BEGIN

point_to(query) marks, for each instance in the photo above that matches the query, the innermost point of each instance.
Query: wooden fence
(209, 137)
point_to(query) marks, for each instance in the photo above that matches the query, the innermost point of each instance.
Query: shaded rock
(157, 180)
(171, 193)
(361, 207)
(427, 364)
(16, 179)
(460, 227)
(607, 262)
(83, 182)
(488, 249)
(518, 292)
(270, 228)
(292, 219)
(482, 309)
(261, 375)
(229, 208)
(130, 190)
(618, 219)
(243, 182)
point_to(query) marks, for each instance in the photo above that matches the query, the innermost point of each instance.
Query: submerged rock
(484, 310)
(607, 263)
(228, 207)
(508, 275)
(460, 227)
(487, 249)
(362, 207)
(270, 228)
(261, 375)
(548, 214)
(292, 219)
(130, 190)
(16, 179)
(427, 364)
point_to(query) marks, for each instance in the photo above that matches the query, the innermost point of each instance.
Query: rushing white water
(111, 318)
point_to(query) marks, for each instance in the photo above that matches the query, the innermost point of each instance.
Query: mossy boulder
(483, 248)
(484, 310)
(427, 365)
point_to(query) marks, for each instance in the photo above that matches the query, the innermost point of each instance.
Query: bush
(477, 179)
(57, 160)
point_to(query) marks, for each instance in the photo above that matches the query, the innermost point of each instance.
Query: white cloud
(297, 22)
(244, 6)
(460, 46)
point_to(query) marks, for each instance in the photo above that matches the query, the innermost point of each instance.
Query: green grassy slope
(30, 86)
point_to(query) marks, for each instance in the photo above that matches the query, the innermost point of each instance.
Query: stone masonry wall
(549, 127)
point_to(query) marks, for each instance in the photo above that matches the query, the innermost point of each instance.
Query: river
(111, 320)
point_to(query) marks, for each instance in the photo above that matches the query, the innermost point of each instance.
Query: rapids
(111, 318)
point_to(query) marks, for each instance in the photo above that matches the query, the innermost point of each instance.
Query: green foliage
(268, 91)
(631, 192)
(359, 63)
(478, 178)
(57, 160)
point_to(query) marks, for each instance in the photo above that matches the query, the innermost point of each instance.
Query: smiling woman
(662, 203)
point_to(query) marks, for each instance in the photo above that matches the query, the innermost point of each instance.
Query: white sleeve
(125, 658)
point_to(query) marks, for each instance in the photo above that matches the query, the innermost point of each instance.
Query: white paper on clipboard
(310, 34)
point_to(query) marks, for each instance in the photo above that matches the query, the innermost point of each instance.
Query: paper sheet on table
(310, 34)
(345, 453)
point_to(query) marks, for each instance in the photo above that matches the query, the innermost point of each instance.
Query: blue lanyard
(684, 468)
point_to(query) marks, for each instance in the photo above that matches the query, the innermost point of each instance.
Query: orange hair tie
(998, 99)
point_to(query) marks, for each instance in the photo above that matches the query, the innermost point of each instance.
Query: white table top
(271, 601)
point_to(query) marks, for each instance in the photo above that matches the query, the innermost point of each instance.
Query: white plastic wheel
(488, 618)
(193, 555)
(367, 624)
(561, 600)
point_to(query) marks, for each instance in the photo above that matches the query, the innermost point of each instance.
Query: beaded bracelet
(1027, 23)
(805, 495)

END

> EXERCISE REQUIREMENTS
Your task is to retype all of the records exactly.

> RESPONSE BELOW
point_to(query) marks, for each instance in the photo above that matches the query, the innermost point of each instance.
Query: wooden fence
(209, 137)
point_to(query) marks, for each instance in the photo above that matches the query, the innermost point of each instance.
Query: shaded rock
(157, 180)
(171, 193)
(361, 207)
(427, 364)
(16, 179)
(460, 227)
(607, 262)
(83, 182)
(488, 249)
(518, 292)
(270, 228)
(292, 219)
(482, 309)
(261, 375)
(229, 208)
(130, 190)
(618, 219)
(243, 182)
point_to(query) marks, for each instance in the photo above that matches the query, the innermost point of each instance.
Query: submerged rock
(484, 310)
(607, 263)
(228, 207)
(508, 275)
(460, 227)
(487, 249)
(362, 207)
(270, 228)
(261, 375)
(548, 214)
(292, 219)
(130, 190)
(16, 179)
(427, 364)
point_to(query) marks, for each instance in the photo above that matches the query, the innermost point of each instance.
Query: rushing white water
(111, 318)
point_to(query) marks, for each instance in the photo above that matches the query, the innermost point of each instance.
Query: mossy boulder
(483, 248)
(484, 310)
(427, 365)
point_to(query) marks, for each instance in the photo above that matches the query, the innermost point of each instance.
Query: bush
(477, 179)
(57, 160)
point_to(query) marks, for each instance in the photo above that matches the query, the innermost point of each instance.
Query: white cloud
(297, 22)
(244, 6)
(460, 46)
point_to(query) marks, for each instance in the photo above that matches the query, the innermost point of each instance.
Query: green grassy slope
(30, 86)
point_to(query) marks, for each instance in the photo above that matches the query, the innermost point of each instance.
Query: stone masonry wall
(549, 127)
point_to(query) marks, for each instance in the photo above that matches the query, the innermost point of each instance.
Query: river
(111, 320)
point_to(query) marks, for each instance in the photo above that matches the query, the innermost point of each instance.
Query: rapids
(111, 318)
point_to(query) marks, for each instance in the photo above that matches the query, the innermost point of each instance.
Query: green foliage
(268, 91)
(631, 192)
(359, 63)
(478, 178)
(57, 160)
point_to(query) marks, for each instance in the photo above that matches the query, the innermost point of each instance.
Query: smiling woman
(662, 203)
point_to(query) marks, for each instance in the photo above that matches the query, the innermost point of each instance.
Query: white sleeve
(125, 658)
point_to(query) marks, for each instance in the photo above that matches the query, the innermost point of each instance.
Query: white paper on clipboard
(310, 34)
point_to(query) marks, for each instance in the photo above that matches the query, the innermost point of each instance.
Query: paper sheet on table
(310, 34)
(345, 453)
point_to(query) marks, for each instance in the photo above that matches the query, the innermost point of each instance.
Query: blue lanyard
(684, 468)
point_to(query) marks, for each instance in the photo above that matches the query, the innermost point of each instance.
Query: orange hair tie
(998, 99)
point_to(query) marks, for each instance in the photo above that matches the query, the innermost point of each instance.
Query: white table top
(271, 601)
point_to(query) marks, for each instance in the photo above that matches the query, the innermost point of each instance.
Query: white plastic wheel
(488, 618)
(193, 555)
(367, 624)
(561, 600)
point_to(query) marks, for each instance in the photo above that matches the query, the innermost point of each instance.
Query: beaded bracelet
(1027, 23)
(805, 495)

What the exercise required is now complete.